» PROBLEM TO SOLVE:
Count the lines in the listing below that contain the string "Target", with case counting. Give only the number.

====================

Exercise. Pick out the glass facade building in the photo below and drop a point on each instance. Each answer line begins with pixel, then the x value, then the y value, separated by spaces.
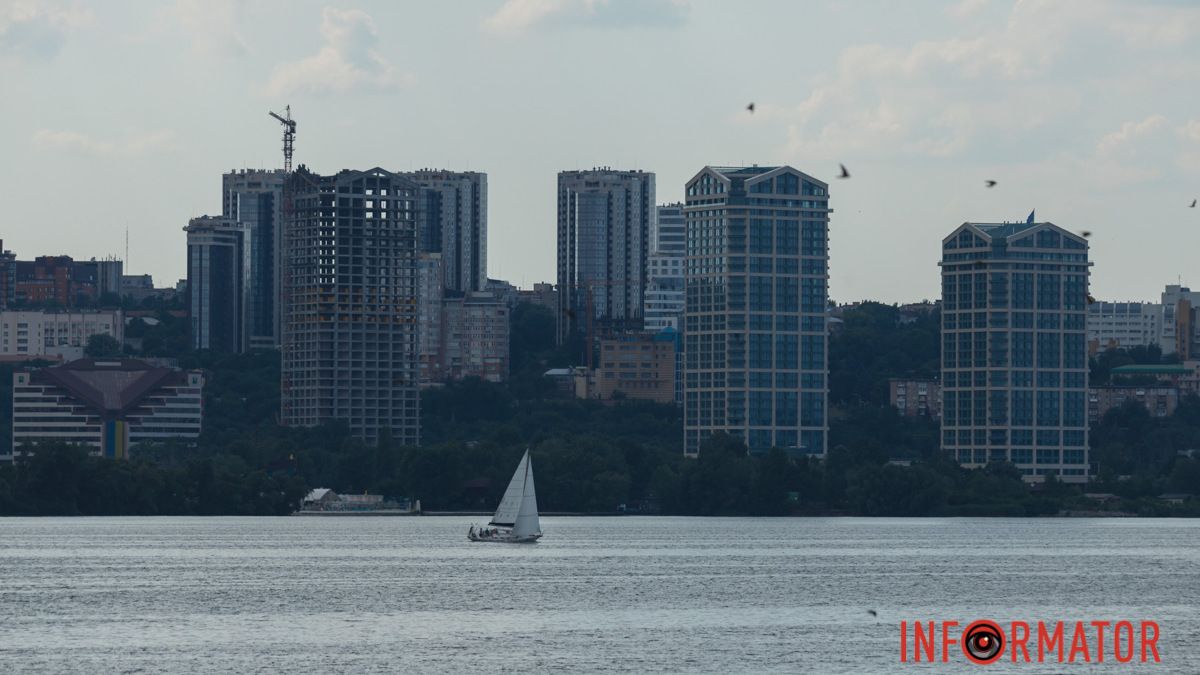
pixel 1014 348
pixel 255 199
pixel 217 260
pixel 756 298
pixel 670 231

====================

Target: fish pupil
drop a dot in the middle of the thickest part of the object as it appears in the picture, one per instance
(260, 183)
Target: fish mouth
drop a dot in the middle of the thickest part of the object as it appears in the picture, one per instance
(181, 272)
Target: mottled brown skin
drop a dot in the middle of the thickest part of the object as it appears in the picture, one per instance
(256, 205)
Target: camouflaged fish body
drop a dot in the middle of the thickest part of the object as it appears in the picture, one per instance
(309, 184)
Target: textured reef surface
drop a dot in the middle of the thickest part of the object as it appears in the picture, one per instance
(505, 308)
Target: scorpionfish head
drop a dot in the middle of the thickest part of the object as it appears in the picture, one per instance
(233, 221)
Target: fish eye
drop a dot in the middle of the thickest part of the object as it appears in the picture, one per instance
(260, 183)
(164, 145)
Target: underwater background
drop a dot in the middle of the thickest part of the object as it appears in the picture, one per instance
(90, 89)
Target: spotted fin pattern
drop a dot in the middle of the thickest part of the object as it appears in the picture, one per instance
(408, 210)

====================

» EXERCISE RESULT:
9